◆ To be done:
Rewrite the listing below as a two-column CSV with the header row input,output. Give one row for each line of text: put that line in input and all the coordinates that follow it in output, quoting each field and replacing line breaks with spaces.

※ ※ ※

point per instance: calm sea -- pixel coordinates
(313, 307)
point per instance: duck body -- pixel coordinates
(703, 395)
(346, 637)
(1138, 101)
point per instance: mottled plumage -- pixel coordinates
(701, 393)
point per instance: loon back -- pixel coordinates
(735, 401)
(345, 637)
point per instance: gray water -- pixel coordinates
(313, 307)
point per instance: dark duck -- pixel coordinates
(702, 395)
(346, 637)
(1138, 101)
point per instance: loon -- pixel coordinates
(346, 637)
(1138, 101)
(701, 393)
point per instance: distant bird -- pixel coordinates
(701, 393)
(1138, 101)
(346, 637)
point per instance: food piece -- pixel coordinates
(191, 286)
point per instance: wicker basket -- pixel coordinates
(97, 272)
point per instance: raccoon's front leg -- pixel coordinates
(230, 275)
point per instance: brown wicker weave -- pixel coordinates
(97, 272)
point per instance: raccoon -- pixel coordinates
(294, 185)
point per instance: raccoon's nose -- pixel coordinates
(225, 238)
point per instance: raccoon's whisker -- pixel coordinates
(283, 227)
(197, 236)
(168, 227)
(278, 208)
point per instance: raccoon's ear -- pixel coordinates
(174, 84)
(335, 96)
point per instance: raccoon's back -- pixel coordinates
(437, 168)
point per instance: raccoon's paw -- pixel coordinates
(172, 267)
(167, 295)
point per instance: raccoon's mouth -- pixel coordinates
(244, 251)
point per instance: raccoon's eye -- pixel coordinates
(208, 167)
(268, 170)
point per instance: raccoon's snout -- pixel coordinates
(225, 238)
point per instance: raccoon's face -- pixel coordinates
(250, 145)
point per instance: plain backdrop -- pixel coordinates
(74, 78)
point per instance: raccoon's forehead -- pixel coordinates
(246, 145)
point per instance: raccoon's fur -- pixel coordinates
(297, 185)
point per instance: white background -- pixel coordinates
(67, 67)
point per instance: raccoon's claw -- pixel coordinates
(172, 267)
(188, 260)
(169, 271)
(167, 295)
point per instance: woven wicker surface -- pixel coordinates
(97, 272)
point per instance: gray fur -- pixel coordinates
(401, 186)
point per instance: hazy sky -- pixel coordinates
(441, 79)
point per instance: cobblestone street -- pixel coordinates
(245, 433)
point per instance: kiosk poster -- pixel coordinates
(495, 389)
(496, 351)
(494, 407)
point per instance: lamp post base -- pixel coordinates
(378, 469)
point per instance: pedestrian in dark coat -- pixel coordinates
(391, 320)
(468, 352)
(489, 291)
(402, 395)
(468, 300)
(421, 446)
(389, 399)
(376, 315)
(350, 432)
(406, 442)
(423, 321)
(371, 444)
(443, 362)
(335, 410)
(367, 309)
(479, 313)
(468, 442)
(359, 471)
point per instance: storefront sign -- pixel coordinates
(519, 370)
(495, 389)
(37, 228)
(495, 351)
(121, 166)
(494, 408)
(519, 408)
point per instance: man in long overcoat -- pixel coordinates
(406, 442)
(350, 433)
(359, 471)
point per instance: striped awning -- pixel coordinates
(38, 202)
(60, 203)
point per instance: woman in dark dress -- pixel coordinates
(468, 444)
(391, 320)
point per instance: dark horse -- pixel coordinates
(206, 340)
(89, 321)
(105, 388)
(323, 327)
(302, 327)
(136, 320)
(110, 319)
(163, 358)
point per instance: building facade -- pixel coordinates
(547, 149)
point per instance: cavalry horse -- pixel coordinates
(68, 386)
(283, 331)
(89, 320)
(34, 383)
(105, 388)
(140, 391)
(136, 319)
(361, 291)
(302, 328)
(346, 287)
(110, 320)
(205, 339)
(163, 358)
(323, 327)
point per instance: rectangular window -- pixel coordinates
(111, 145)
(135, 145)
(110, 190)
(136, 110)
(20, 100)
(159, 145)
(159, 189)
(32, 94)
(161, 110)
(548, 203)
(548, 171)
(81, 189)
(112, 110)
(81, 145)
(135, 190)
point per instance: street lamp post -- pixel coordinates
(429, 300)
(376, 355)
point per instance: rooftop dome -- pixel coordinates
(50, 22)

※ ※ ※

◆ Output for this exercise:
input,output
"point per instance: calm sea -- pixel coordinates","(313, 307)"
"point per instance: duck body -- pixel coordinates","(703, 395) (346, 637) (1138, 101)"
"point per instance: mottled plumage -- pixel coordinates","(701, 393)"
"point per instance: loon back -- pixel coordinates","(735, 401) (345, 637)"
"point per instance: gray water -- pixel coordinates","(313, 307)"
"point per instance: dark duck -- pixel coordinates","(702, 395) (346, 637) (1138, 101)"
"point per instance: loon -- pixel coordinates","(346, 637) (1138, 101) (701, 393)"
"point per instance: distant bird -- pixel coordinates","(701, 393) (1138, 101) (346, 637)"
"point per instance: food piece -- pixel coordinates","(191, 286)"
"point per instance: wicker basket -- pixel coordinates","(97, 272)"
"point per instance: raccoon's front leg -- pixel coordinates","(230, 275)"
"point per instance: brown wicker weave -- pixel coordinates","(97, 272)"
"point per instance: raccoon -- pixel coordinates","(294, 185)"
"point per instance: raccoon's nose -- pixel coordinates","(225, 238)"
"point per instance: raccoon's whisker -- pixel coordinates","(283, 227) (197, 236) (168, 227) (278, 208)"
"point per instance: raccoon's ear -- pixel coordinates","(174, 84) (335, 96)"
"point per instance: raccoon's back -- pixel coordinates","(437, 168)"
"point per instance: raccoon's paw -- pixel coordinates","(172, 267) (167, 295)"
"point per instance: raccoon's mouth -- pixel coordinates","(244, 251)"
"point per instance: raccoon's eye -- pixel coordinates","(208, 167) (268, 170)"
"point per instance: raccoon's snout -- pixel coordinates","(225, 238)"
"point per instance: raccoon's face -- pixel coordinates","(250, 145)"
"point per instance: plain backdrop -- pixel coordinates","(74, 78)"
"point per instance: raccoon's forehead -- pixel coordinates","(246, 145)"
"point per instance: raccoon's fur -- pixel coordinates","(297, 185)"
"point per instance: white background -- pixel coordinates","(67, 67)"
"point per instance: raccoon's claw -- pixel coordinates","(172, 267) (188, 260) (169, 271) (167, 295)"
"point per instance: woven wicker surface -- pixel coordinates","(97, 272)"
"point per instance: gray fur -- pixel coordinates","(401, 186)"
"point per instance: hazy sky -- pixel coordinates","(441, 79)"
"point per instance: cobblestone street -- pixel coordinates","(245, 433)"
"point per instance: kiosk poster -- pixel coordinates","(495, 389) (496, 351) (494, 407)"
"point per instance: lamp post base -- pixel coordinates","(378, 469)"
"point per instance: pedestrian in dark coat -- pixel coordinates","(391, 320) (468, 352) (489, 291) (402, 395) (468, 300) (421, 446) (389, 399) (376, 315) (350, 432) (406, 442) (423, 321) (371, 444) (443, 362) (335, 410) (367, 309) (479, 313) (468, 442) (359, 471)"
"point per instance: storefront sign -- pixel coordinates","(519, 370) (495, 389) (37, 228) (495, 351) (121, 166) (494, 408) (519, 408)"
"point per instance: man in long overcoat -- pixel coordinates","(406, 442) (350, 433) (359, 471)"
"point per instance: striped awning -- pixel coordinates","(38, 202) (60, 203)"
"point per instance: woman in dark dress -- pixel coordinates","(468, 444) (391, 320)"
"point per instance: dark horse -- pixel coordinates","(206, 340) (89, 321) (105, 388) (323, 327) (302, 327) (136, 320) (110, 319) (163, 358)"
"point per instance: building facade -- pixel coordinates","(547, 149)"
"point per instance: cavalry horse -- pixel coordinates","(68, 386) (283, 331) (89, 320) (34, 383) (105, 388) (140, 391) (136, 319) (361, 291) (302, 328) (346, 287) (110, 320) (205, 339) (163, 358) (323, 327)"
"point per instance: rectangular window -- pixel coordinates","(111, 145) (135, 145) (110, 190) (136, 110) (20, 100) (159, 145) (159, 189) (32, 94) (161, 110) (548, 203) (548, 171) (81, 189) (112, 110) (81, 145) (135, 190)"
"point per instance: street lamp post -- pixel coordinates","(429, 300) (376, 355)"
"point per instance: rooftop dome -- pixel coordinates","(50, 22)"